--- Provided passage ---

__________________________________________________

Well, from a performance standpoint the obvious things to do are:
1. Keep a connection open, do NOT reconnect for each log-statement
2. Batch log statements together where possible
3. Use prepared statements
4. Partition the tables by day/week/month/year (configurable I suppose)

The first two are vital, the third takes you a step further. The fourth
is a long-term admin thing.

And possibly
5. Have two connections, one for fatal/error etc and one for info/debug
level log statements (configurable split?). Then you can use the
synchronous_commit setting on the less important ones. Might buy you
some performance on a busy system.

http://www.postgresql.org/docs/8.3/interactive/runtime-config-wal.html#RUNTIME-CONFIG-WAL-SETTINGS

> other apps then search and report on the data after it is stored. what
> apps?, I don't know either. pick your favorite reporting tool and you'll
> be a step ahead of me (I don't know a really good reporting tool)
>
> as for sample data, you have syslog messages, just like I do. so you
> have the same access to data that I have.
>
> how would you want to query them? how would people far less experianced
> that you want to query them?
>
> I can speculate that some people would do two columns (time, everything
> else), others will do three (time, server, everything else), and others
> will go further (I know some who would like to extract IP addresses
> embedded in a message into their own column). some people will index on
> the time and host, others will want to do full-text searches of everything.

__________________________________________________

--- Records shown ---
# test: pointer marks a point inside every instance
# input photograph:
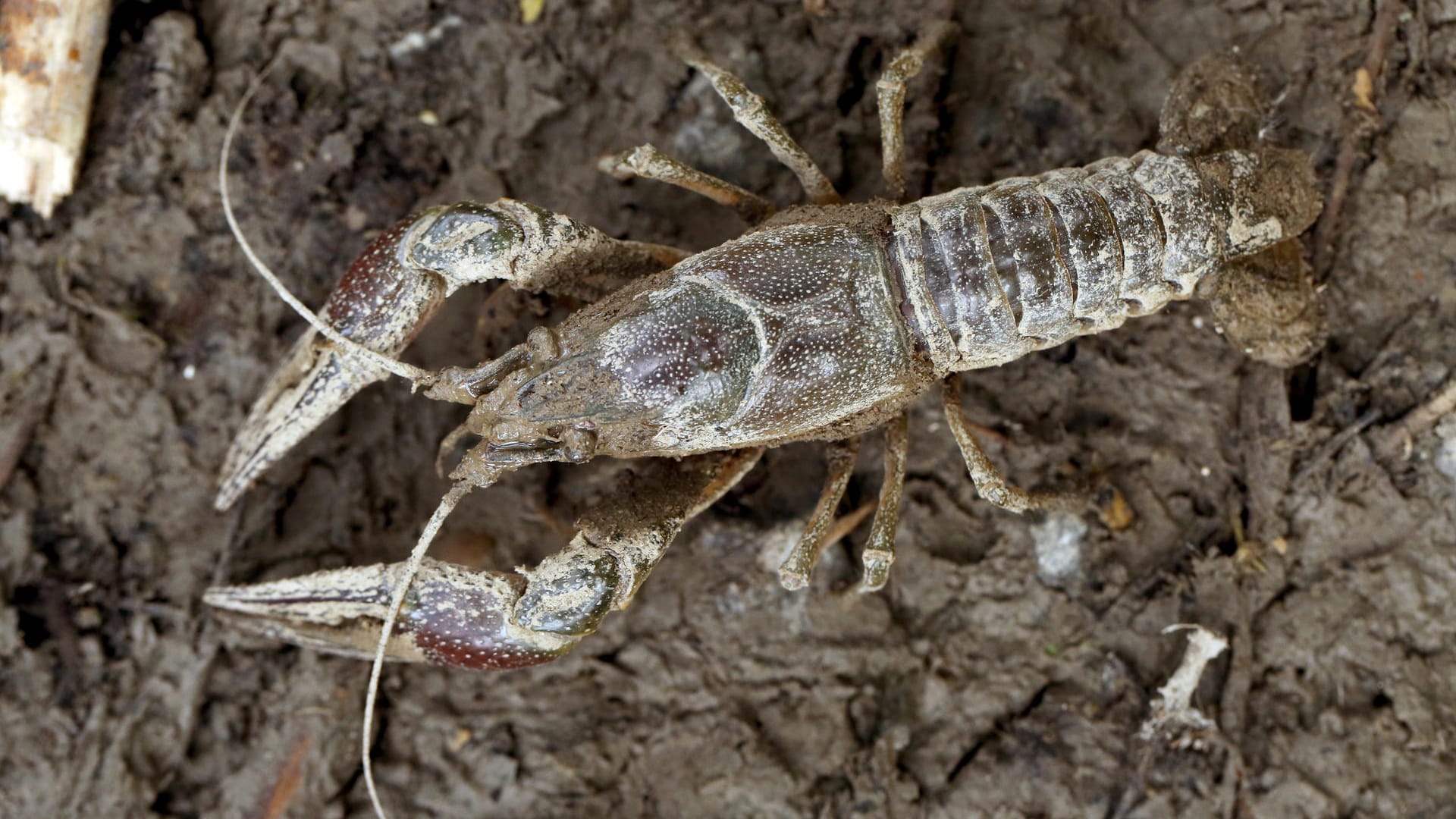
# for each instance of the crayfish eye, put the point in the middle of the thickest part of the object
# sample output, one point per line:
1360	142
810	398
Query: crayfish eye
463	235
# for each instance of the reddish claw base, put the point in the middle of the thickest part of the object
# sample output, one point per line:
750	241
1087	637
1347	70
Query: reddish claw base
450	617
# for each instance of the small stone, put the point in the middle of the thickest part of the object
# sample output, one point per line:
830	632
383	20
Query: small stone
1059	548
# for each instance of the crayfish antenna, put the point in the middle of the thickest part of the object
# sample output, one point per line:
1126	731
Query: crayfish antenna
417	375
447	504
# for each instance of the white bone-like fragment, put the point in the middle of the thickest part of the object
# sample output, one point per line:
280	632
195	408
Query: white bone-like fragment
1172	713
50	53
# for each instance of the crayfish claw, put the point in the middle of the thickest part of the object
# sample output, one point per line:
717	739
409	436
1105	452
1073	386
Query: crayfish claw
450	617
381	303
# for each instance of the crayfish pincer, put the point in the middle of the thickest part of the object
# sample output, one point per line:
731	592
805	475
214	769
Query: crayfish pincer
823	322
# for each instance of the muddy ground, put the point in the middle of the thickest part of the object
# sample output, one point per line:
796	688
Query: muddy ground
133	338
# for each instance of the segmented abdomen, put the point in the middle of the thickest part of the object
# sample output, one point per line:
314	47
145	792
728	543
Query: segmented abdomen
993	273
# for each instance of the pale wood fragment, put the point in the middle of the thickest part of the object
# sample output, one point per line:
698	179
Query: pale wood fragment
50	55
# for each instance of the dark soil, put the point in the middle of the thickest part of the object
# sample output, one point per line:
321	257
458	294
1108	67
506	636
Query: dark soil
133	337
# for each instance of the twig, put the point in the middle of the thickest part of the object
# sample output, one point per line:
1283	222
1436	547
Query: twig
1362	123
1394	441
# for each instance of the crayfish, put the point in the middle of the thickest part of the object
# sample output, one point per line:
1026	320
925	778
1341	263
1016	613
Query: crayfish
823	322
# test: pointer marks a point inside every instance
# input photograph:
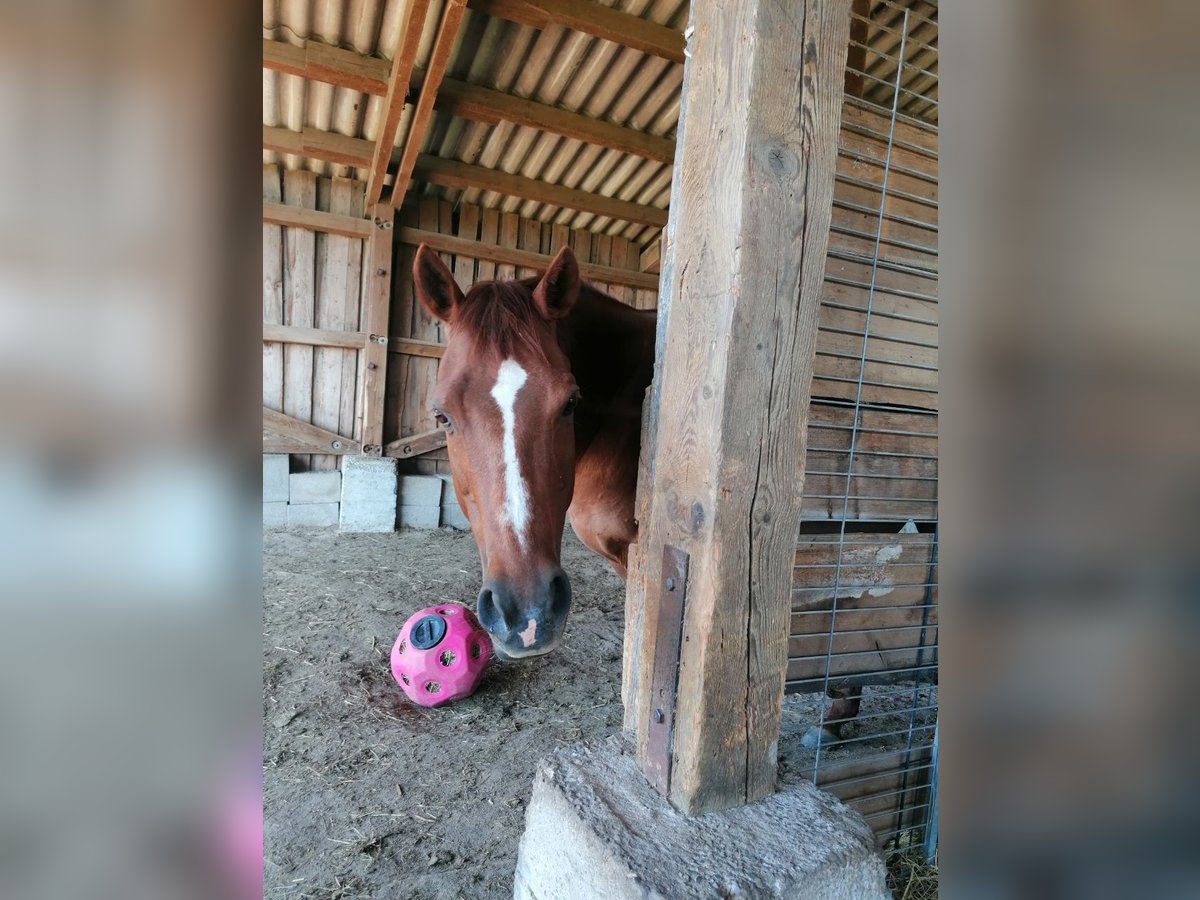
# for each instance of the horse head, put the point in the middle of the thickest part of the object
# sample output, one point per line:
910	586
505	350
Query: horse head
505	399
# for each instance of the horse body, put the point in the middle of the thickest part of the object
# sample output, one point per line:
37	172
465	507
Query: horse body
540	393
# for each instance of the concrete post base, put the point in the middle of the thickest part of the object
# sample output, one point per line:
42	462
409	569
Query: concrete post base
597	829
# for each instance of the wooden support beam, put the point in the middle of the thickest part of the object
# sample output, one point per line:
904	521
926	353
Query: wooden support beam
439	57
318	144
376	300
417	444
651	257
592	19
451	173
370	75
409	347
315	336
325	63
397	90
483	105
523	258
315	221
285	435
726	420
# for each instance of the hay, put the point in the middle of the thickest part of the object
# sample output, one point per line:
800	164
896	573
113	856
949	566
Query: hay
911	877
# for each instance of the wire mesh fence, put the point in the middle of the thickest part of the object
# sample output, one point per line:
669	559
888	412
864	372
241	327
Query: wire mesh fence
863	646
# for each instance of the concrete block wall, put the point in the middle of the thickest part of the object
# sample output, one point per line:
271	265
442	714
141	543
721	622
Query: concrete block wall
300	499
365	496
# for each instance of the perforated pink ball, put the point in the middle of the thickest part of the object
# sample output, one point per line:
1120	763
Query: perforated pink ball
441	654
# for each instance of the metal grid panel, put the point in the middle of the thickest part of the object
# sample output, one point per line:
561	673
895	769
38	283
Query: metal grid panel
864	624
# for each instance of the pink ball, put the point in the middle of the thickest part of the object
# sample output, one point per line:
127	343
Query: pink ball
441	654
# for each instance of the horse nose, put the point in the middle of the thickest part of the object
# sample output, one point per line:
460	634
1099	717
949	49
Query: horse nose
497	609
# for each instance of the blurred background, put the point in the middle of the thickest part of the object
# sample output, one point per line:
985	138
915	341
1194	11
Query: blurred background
130	637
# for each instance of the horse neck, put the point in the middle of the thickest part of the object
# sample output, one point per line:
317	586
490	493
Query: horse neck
610	347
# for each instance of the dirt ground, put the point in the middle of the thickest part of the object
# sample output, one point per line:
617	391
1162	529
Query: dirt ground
369	796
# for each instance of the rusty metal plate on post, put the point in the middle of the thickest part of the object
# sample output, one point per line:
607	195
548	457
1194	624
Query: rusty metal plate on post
665	679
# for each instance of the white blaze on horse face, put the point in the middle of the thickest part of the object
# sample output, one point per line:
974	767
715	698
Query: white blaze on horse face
516	498
529	635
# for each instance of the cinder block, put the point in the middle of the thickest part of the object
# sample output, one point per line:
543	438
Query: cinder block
594	820
316	487
453	517
420	491
275	515
275	478
420	516
312	515
369	495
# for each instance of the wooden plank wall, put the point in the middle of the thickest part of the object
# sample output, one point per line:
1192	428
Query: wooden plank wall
312	279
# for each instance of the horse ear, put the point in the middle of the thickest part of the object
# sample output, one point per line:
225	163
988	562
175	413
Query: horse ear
435	285
559	287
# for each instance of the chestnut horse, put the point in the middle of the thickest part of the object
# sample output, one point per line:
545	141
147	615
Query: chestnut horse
540	395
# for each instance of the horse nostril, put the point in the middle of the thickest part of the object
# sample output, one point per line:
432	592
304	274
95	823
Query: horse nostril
559	595
496	615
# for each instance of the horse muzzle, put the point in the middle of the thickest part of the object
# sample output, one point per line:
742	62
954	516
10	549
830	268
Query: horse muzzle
526	623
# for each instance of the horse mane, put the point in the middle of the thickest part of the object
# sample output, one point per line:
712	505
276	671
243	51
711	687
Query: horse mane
502	315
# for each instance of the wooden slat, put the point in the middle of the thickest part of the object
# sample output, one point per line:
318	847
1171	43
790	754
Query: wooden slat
334	258
316	221
727	461
348	420
415	348
283	435
325	63
483	105
273	293
315	336
591	18
451	173
299	295
318	144
417	444
511	257
411	28
435	71
651	257
377	293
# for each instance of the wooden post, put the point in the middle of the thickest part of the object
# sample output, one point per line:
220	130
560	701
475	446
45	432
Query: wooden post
743	269
377	295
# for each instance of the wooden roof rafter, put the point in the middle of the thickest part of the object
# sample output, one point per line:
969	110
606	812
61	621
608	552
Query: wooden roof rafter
439	58
397	91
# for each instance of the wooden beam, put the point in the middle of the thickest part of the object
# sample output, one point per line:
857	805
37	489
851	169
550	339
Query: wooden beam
315	221
417	444
318	144
523	258
376	300
325	63
439	57
451	173
592	19
285	435
483	105
397	90
726	419
411	347
651	257
315	336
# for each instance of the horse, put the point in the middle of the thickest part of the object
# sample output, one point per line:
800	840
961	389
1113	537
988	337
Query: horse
540	395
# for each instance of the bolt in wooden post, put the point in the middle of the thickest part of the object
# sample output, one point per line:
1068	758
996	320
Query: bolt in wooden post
742	282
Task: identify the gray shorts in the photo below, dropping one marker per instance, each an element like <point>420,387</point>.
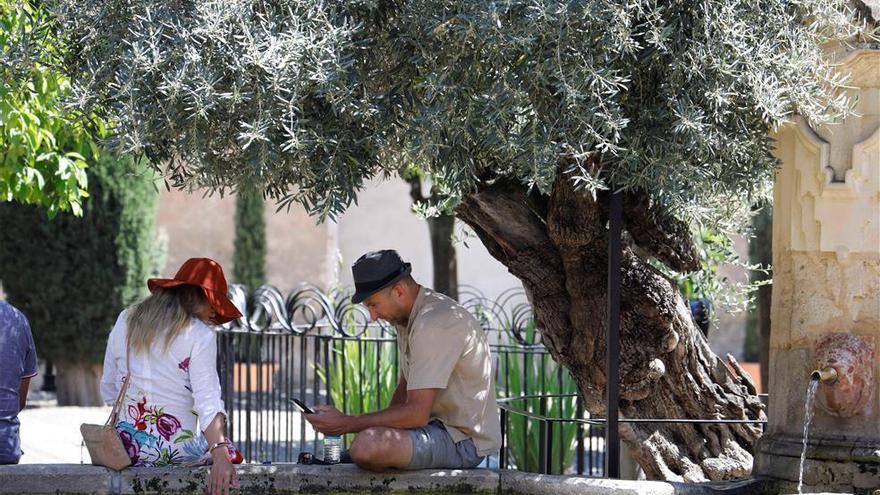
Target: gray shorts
<point>433,448</point>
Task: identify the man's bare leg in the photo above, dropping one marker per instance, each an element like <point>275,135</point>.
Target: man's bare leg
<point>380,448</point>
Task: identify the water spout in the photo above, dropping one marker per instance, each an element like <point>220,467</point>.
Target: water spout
<point>808,418</point>
<point>825,375</point>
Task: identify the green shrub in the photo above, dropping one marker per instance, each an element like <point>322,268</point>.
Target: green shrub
<point>72,275</point>
<point>523,373</point>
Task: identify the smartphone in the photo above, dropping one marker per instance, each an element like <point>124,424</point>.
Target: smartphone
<point>302,407</point>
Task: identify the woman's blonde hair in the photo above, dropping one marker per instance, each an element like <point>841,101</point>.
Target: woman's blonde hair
<point>164,313</point>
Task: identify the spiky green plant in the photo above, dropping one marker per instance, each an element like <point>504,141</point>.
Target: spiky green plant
<point>362,374</point>
<point>522,372</point>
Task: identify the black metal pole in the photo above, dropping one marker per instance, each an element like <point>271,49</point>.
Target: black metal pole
<point>612,337</point>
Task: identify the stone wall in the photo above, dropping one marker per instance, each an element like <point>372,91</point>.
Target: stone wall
<point>826,280</point>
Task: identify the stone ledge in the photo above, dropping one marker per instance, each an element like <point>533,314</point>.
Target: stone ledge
<point>276,478</point>
<point>515,482</point>
<point>39,479</point>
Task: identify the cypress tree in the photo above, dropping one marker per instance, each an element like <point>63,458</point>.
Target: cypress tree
<point>249,259</point>
<point>71,276</point>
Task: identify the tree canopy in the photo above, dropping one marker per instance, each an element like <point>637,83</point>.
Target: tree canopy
<point>311,98</point>
<point>44,147</point>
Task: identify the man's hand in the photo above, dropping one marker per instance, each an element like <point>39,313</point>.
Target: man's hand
<point>329,420</point>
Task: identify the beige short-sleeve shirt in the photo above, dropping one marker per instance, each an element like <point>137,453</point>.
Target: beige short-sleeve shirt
<point>444,347</point>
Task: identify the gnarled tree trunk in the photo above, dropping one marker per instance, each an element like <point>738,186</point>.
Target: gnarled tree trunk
<point>558,247</point>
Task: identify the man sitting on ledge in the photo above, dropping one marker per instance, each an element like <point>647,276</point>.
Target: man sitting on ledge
<point>443,413</point>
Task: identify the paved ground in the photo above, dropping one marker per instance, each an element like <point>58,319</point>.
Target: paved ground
<point>50,434</point>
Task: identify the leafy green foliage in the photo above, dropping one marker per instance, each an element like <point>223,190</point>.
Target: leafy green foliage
<point>249,258</point>
<point>522,373</point>
<point>72,275</point>
<point>44,149</point>
<point>362,375</point>
<point>311,98</point>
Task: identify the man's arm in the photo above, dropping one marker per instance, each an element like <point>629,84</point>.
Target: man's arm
<point>22,392</point>
<point>399,396</point>
<point>415,412</point>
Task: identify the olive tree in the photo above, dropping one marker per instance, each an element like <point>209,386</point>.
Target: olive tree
<point>525,114</point>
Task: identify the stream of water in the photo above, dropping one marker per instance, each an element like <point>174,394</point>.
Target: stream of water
<point>808,418</point>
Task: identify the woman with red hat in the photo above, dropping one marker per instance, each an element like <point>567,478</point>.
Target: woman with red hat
<point>167,348</point>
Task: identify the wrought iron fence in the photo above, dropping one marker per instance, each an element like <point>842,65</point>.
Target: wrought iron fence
<point>320,348</point>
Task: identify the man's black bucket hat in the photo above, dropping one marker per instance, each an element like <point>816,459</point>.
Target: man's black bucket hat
<point>375,271</point>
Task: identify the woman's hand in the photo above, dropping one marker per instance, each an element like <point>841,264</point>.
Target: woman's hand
<point>222,473</point>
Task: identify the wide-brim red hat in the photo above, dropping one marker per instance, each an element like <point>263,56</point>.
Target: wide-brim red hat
<point>207,274</point>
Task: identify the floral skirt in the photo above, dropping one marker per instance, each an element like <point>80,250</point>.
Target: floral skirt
<point>148,449</point>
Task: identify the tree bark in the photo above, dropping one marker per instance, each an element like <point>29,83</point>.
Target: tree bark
<point>78,384</point>
<point>558,248</point>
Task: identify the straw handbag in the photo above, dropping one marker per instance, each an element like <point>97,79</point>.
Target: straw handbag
<point>105,446</point>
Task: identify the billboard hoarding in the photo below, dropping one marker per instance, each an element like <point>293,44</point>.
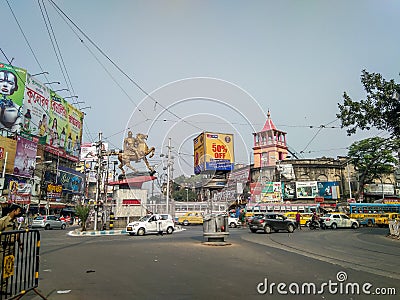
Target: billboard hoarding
<point>12,96</point>
<point>25,157</point>
<point>10,147</point>
<point>213,152</point>
<point>19,192</point>
<point>306,189</point>
<point>329,190</point>
<point>36,107</point>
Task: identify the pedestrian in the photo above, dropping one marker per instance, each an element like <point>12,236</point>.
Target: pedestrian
<point>8,223</point>
<point>298,218</point>
<point>159,225</point>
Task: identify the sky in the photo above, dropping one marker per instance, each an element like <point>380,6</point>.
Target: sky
<point>172,69</point>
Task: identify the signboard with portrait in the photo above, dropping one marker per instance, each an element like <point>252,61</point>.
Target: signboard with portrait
<point>36,107</point>
<point>329,190</point>
<point>306,189</point>
<point>19,192</point>
<point>9,146</point>
<point>71,180</point>
<point>25,157</point>
<point>12,80</point>
<point>213,152</point>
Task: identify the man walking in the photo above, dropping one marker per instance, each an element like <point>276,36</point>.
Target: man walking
<point>298,218</point>
<point>8,223</point>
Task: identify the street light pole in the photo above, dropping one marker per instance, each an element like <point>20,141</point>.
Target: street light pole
<point>168,173</point>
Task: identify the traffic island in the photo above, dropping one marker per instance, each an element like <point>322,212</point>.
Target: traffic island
<point>215,229</point>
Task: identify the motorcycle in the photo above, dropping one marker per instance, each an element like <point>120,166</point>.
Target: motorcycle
<point>317,224</point>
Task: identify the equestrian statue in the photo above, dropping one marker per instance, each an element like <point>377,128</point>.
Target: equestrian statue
<point>135,149</point>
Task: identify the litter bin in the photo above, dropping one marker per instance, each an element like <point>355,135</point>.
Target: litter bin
<point>215,228</point>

__________________________________________________

Translate this sentence from the post on database logging performance into Spanish: "The first two are vital, the third takes you a step further."

Las dos primeras son vitales, la tercera te lleva un paso más allá.